## Exercise instructions
Find every line in the records below that contains the string "yellow", and copy each of those lines. Case counts when matching.

## Entries provided

◆ ◆ ◆ ◆ ◆ ◆ ◆

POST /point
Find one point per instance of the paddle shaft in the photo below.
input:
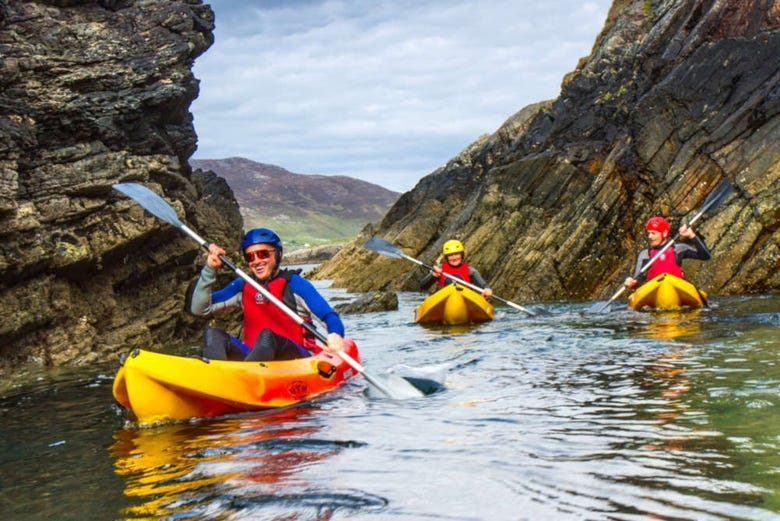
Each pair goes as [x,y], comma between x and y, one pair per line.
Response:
[357,366]
[158,207]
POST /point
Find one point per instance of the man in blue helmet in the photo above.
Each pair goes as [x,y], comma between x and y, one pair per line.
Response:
[269,333]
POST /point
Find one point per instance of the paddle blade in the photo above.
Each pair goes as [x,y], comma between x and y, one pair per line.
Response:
[424,381]
[717,196]
[152,203]
[383,247]
[600,307]
[394,387]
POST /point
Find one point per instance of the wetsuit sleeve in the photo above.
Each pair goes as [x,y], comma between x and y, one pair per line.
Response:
[317,304]
[205,301]
[427,281]
[641,260]
[693,249]
[477,279]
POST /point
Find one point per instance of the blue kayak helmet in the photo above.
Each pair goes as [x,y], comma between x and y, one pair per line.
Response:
[263,236]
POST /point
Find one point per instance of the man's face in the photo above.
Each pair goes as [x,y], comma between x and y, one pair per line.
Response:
[262,260]
[454,259]
[655,238]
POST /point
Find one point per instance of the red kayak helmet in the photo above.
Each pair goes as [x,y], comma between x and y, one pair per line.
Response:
[658,224]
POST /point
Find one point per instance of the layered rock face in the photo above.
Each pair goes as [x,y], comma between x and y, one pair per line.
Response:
[675,96]
[91,94]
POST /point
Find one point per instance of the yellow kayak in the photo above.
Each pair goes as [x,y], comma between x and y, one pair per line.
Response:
[667,292]
[158,387]
[453,304]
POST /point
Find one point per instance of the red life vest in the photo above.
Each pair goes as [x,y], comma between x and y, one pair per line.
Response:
[666,263]
[260,313]
[462,272]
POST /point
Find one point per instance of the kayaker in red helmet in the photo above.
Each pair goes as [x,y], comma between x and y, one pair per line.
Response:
[269,334]
[455,264]
[671,259]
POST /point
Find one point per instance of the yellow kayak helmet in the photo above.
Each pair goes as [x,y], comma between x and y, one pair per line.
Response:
[451,247]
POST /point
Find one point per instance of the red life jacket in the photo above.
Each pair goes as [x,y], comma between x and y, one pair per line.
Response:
[666,263]
[260,313]
[462,272]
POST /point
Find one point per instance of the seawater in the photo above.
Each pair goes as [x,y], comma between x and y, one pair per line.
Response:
[618,415]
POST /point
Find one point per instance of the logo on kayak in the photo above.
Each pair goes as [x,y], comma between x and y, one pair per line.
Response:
[298,389]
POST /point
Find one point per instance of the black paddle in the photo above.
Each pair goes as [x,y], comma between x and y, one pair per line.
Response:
[389,249]
[715,199]
[158,207]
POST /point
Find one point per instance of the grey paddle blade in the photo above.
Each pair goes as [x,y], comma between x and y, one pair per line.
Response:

◆ ◆ ◆ ◆ ◆ ◆ ◆

## Task result
Find one point per instance of the yellow kayak in the photo above.
Find one point per instance of the yellow kayak helmet in the photo above.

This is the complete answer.